• What is being asked:
Which lines run from the one containing "short red hair." to the end of the entries below? Reproduce them exactly, both ends included.

● ● ● ●

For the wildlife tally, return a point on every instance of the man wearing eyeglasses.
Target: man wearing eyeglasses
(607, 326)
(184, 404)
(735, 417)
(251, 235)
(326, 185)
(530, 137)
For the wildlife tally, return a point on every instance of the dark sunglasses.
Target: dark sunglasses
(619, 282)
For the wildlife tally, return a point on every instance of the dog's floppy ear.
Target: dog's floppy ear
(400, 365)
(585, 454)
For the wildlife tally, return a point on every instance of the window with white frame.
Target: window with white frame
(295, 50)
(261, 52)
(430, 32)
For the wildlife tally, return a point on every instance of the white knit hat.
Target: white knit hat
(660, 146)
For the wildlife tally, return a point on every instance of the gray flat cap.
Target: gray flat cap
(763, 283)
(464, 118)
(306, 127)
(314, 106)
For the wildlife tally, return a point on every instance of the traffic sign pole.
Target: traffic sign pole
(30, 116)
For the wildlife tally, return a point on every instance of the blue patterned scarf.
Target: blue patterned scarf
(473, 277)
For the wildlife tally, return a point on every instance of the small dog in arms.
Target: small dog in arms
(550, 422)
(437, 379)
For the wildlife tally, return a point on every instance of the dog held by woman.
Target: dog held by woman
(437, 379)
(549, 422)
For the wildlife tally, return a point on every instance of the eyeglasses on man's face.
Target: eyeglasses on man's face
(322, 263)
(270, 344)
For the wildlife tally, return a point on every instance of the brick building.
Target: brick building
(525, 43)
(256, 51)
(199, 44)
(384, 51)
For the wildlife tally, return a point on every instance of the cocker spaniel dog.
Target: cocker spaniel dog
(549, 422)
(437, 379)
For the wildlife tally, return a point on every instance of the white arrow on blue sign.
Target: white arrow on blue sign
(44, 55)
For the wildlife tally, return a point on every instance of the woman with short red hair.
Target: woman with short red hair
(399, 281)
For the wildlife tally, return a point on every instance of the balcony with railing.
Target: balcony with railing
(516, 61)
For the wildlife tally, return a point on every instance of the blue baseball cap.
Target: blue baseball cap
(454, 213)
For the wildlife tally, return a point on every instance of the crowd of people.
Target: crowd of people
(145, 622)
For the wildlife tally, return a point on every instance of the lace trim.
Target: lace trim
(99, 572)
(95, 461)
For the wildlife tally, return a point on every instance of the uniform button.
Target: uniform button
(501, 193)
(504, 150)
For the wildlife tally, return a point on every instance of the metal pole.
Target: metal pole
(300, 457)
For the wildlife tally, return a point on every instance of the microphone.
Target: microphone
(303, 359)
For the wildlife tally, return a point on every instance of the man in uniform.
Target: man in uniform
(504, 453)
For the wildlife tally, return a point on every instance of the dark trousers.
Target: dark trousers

● ● ● ●

• Exercise output:
For the wildlife tally, return a point on every instance of the woman with short red hair.
Target: woman with short red hair
(399, 281)
For the wildlife tally, return a point on every instance of the balcony with railing.
Target: balcony with railing
(516, 61)
For the wildlife tally, return a point on every instance of the blue baseball cap.
Target: blue baseball cap
(454, 213)
For the wildlife tally, return a point on every instance of the crowd of people.
Target: crowd of people
(145, 622)
For the wildlife tally, return a point on every instance of the lace trim.
Target: lace trim
(99, 572)
(95, 461)
For the wildlife tally, return a point on every instance of the uniform button.
Target: uniform button
(501, 193)
(504, 150)
For the wildlife tally, return a point on every instance of the metal pole.
Target: metal pole
(300, 457)
For the wildlife tally, return a point on every instance of the microphone.
Target: microphone
(303, 359)
For the wildlife tally, return a point on every instance of the man in uniform.
Target: man in uniform
(504, 453)
For the wildlife tally, return a point on every instance of the dark trousers.
Target: dark trousers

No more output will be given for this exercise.